INSTRUCTIONS FOR THE TASK: Under this line are the records; write out word for word the part that begins at the line containing "Locate every instance of the green" and ends at the line containing "Locate every instance of the race", and no more.
EXTRACTED RECORDS START
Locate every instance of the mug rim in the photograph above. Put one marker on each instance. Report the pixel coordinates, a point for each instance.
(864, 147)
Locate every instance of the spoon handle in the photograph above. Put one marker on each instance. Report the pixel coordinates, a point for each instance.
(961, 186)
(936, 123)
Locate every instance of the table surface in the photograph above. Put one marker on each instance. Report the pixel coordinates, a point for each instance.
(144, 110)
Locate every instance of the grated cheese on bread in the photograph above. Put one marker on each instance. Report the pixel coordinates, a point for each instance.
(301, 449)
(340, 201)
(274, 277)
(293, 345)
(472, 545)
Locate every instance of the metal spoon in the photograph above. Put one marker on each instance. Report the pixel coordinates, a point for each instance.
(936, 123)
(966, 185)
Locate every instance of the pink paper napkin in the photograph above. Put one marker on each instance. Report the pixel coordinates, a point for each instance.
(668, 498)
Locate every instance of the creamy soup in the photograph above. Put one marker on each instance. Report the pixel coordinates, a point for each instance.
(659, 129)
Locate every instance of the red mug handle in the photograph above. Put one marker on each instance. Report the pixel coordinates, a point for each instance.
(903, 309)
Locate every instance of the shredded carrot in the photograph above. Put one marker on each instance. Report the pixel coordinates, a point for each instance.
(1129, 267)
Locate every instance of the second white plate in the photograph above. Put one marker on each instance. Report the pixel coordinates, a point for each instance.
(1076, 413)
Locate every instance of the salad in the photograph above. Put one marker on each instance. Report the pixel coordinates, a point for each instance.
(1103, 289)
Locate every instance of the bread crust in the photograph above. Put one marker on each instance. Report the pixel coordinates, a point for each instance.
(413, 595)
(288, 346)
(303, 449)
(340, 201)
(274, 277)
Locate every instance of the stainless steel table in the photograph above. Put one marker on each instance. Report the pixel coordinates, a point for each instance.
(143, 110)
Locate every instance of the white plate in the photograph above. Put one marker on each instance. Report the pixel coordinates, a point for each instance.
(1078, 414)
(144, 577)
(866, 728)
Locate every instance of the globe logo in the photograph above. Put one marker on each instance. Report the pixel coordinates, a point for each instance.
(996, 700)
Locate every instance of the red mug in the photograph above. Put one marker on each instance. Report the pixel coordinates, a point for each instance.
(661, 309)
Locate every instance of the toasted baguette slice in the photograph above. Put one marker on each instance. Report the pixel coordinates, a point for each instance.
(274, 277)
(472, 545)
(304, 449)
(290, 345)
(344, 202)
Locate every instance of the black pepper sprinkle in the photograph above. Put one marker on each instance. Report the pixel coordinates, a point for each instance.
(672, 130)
EXTRACTED RECORDS END
EXTRACTED RECORDS START
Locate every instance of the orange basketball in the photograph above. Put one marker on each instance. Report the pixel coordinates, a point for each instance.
EXTRACTED RECORDS END
EXTRACTED RECORDS START
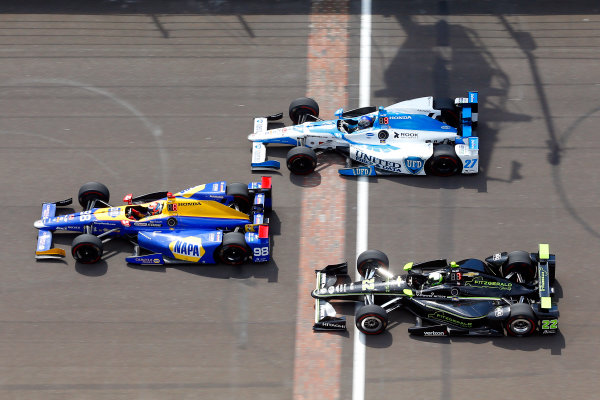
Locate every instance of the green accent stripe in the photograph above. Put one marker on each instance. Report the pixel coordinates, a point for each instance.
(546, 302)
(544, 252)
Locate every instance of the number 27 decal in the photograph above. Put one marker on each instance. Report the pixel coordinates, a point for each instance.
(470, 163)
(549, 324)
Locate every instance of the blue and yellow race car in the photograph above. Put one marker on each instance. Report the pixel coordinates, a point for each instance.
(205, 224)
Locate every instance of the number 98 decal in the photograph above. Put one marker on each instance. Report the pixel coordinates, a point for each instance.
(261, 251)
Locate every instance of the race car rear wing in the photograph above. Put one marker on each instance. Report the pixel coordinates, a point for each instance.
EXTRACTED RECORDS END
RESULT OF THE EXERCISE:
Locate every instance of the green accent stripe in the photograph above. Put one marker on each instance. Report the pixel coordinates, a point for each instance.
(546, 302)
(544, 252)
Locate every instance of the number 27 decal in the photograph above. Put one marker on each instance. Report the pixel coordinates, a point for each instance.
(470, 163)
(549, 324)
Locate every instance of the blue and yellow race car in the photograph above. Put one marker on each instance. Report the pixel coordinates, a point for each instance.
(205, 224)
Locate every instance of the number 98 decal in the photograph above. Put one marker on each instance. Report the pixel coordinates, a point for each instance.
(261, 251)
Locate every instance of the race car rear wing in the photograph above. Put one marker on each instance. Report the pixel coordinates, a point for each instance.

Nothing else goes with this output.